→ To be done:
(1) According to the Boston rock history excerpt, who was in the band after Leigh joined, and what role did each member have?
(2) Switch "green grass" to "lush lawn" in the records, from the line containing "# Provide the mask of every instance of the round" through the end of the records, inclusive, and return only those lines with nothing else changed.

→ Extract provided:
= = = = = = =

History of Boston Rock
     History of Boston Rock & Roll - Chapter 5 - The Payola Trial


A rainy day in the spring of 1970: "Today I got so horny just thinking of Andy Pandy that I fucked myself three times in a row with my (hair) brushes." A summer day in 1971: "Well, chalk last night up as a score - the lovely, blond little cutie pie, Andy Pandy. He looks like a blonde Bily Dagger and sings sort of this teeny bopper rock 'n' roll ... they've been playing upstairs at Max's all week... soon he's gonna be an A-1, super- duper, record-selling, groupie-lovin' rock star." Diary of a Poptart - Warhol supergroupie Cherry Vanilla Penthouse (c) 1975

The Sidewinders The Sidewinders

In the backwoods of Biddeford, ME, Catfish Black took first form. The band members were all Harvard University students, hippie style. Upon return to the Crimson Castle, in the fall of 1970, the band began testing the local waters in a handful of college appearances. Itching for big- ger and better things, they sought management. Bassist Ernie Brooks' classmate suggested his girlfriend, Museum School attendee, Wellesley, MA native, Suzie Adams. Lead singer Jimmy Mahoney departed. Drummer Andy Paley reaped vocal responsibilities. At the First Earth Day, held next to Harvard Stadium, backing a group based out of Tennessee's Hog Farm commune, Adams saw Catfish Black magic and agreed to fill the management void. A multitude of college mixers, and endless nights of lead guitarist Eric Rosenfeld, (Paley's childhood friend and songwriting partner) screaming chord changes to not-so-well rehearsed Brooks (A! C! Bb!) followed. What also followed were Marblehead brothers, Neil and Loy Grossman.

Time Out, Take One

The Grossman's game plan was this: Take the band into an MIT Union Hall, record them on a TEAC 2-Track, and shop the tapes. The tape shopping caught Janus Records' eye, but other interesting occurrences happened meanwhile. Ernie Brooks' lackadaisical approach to remembering songs got the band thinking in the direction of possible replacements. The outstanding prospect was local bassist Leigh Razowski. The problem with Leigh was that he was in another band and was quite loyal to his situation. After much persuasion, a paid trip from New York to come to one rehearsal, Leigh agreed to join. Ernie in the meantime persuaded Catfish keyboardist Jerry Harrison to come with. At this time, the band looked like this: Andy was fronting the band. Eric was handling lead guitar. Leigh was on bass. Mike Reed, of Hawaii, an original member (I didn't bring him up yet 'cause he was busy reading) played rhythm guitar. Henry Stern was playing drums in Andy's place. Somehow, Adams got all of them to cut their hair. Next came Richard Robinson.

Go ahead, bite the Big Apple

A New York friend of Paley's, Richard Robinson (husband of the rock columnist Lisa Robinson) visited Boston in the summer of 1971. Robinson was riding high being responsible for the Jaggerz' one hit wonder The Rapper and he booked Catfish Black into some New York City Max's Kansas City dates, the home away from home for Warhol's Factory workers.

= = = = = = =

→ Supplied data:
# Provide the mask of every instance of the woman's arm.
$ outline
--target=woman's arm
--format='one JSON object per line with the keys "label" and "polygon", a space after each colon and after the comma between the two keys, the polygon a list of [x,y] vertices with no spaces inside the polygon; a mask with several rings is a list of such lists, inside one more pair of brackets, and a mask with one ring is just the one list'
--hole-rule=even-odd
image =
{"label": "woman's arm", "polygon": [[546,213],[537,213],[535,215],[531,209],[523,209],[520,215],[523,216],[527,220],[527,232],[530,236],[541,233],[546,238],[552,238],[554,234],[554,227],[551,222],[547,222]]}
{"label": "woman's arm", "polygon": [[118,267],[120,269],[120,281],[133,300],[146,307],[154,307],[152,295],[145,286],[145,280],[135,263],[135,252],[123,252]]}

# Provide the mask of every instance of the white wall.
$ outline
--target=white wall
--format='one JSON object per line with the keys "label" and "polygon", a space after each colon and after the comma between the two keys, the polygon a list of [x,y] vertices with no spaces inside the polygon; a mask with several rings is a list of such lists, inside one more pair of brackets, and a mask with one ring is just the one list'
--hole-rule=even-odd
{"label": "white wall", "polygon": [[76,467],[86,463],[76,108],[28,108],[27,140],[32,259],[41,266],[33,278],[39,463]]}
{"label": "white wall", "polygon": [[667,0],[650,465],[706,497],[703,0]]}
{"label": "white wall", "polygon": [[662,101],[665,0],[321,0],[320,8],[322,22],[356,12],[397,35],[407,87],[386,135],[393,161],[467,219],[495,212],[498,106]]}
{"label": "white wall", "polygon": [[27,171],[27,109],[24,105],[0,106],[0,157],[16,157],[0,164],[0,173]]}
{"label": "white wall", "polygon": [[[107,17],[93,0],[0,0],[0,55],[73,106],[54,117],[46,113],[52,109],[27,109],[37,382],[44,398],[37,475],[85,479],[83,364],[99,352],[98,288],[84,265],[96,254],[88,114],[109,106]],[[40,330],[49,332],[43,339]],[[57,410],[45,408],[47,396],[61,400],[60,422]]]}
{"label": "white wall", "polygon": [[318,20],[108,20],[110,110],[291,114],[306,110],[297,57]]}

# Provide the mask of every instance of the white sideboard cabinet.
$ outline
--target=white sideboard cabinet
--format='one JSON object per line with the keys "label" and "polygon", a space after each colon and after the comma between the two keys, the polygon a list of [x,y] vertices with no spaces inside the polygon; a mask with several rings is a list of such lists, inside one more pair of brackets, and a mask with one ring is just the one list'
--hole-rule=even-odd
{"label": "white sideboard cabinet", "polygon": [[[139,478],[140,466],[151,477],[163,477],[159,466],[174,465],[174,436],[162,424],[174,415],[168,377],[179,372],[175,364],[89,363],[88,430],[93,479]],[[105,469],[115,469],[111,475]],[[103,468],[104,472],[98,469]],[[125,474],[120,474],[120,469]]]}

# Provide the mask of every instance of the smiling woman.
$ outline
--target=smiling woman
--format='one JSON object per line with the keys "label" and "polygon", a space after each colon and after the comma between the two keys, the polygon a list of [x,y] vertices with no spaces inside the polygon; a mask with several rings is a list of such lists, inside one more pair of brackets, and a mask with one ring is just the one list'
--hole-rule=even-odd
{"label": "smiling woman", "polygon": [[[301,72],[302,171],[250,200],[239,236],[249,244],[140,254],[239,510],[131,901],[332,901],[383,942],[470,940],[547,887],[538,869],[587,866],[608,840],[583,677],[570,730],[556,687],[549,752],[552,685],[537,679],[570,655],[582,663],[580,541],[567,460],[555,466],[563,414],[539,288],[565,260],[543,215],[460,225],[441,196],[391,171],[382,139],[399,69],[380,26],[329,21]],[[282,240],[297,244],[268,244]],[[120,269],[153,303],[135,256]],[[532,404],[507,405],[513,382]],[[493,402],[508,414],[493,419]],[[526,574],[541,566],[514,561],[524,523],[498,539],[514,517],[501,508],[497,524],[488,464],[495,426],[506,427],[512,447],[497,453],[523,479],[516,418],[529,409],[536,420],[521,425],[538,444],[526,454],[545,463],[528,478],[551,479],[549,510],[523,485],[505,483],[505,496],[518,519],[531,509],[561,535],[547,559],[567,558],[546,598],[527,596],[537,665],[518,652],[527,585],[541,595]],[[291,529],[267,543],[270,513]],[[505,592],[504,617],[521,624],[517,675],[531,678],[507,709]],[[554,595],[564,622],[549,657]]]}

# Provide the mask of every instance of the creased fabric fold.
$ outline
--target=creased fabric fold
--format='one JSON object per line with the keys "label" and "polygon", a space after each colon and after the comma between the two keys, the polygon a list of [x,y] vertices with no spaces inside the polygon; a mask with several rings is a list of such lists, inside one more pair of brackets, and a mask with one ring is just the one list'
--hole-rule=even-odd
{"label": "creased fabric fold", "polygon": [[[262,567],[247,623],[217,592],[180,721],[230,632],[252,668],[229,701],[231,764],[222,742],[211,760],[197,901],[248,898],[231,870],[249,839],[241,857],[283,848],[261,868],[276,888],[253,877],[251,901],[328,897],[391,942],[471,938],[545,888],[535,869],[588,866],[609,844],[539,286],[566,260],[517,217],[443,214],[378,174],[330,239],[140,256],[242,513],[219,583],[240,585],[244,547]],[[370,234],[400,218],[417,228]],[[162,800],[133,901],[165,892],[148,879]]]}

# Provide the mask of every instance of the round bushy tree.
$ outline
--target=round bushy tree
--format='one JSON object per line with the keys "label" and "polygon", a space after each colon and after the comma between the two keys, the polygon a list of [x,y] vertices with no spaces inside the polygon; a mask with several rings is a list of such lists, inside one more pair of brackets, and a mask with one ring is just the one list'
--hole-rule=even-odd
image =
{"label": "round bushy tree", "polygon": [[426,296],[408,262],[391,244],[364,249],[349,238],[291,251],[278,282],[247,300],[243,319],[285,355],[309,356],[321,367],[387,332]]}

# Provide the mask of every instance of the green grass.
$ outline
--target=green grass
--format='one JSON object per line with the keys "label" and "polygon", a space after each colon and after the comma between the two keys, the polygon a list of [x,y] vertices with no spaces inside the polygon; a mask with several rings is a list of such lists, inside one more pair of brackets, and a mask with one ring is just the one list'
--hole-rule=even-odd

= = = = = = =

→ Task-by-task outputs:
(1)
- Andy Paley: fronting the band
- Eric Rosenfeld: lead guitar
- Leigh Razowski: bass
- Mike Reed: rhythm guitar
- Henry Stern: drums

(2)
# Provide the mask of every instance of the round bushy tree.
$ outline
--target=round bushy tree
--format='one JSON object per line with the keys "label" and "polygon", a space after each colon and after the comma between the two keys, the polygon a list of [x,y] vertices with no spaces inside the polygon; a mask with several rings is a list of such lists, inside one more pair of brackets, and a mask with one ring is just the one list'
--hole-rule=even-odd
image =
{"label": "round bushy tree", "polygon": [[426,296],[408,262],[391,244],[364,249],[349,238],[291,251],[278,282],[247,300],[243,319],[285,355],[309,356],[321,367],[387,332]]}

# Provide the mask of every instance of the lush lawn.
$ outline
--target=lush lawn
--format='one JSON object per line with the keys "label" and "polygon", a space after each colon and after the comma between the two keys, the polygon a list of [x,y] vertices with no spaces inside the polygon; a mask with several rings is a list of such lists, inside one more pair of brackets, and a mask with one ring is just the one list'
--hole-rule=even-odd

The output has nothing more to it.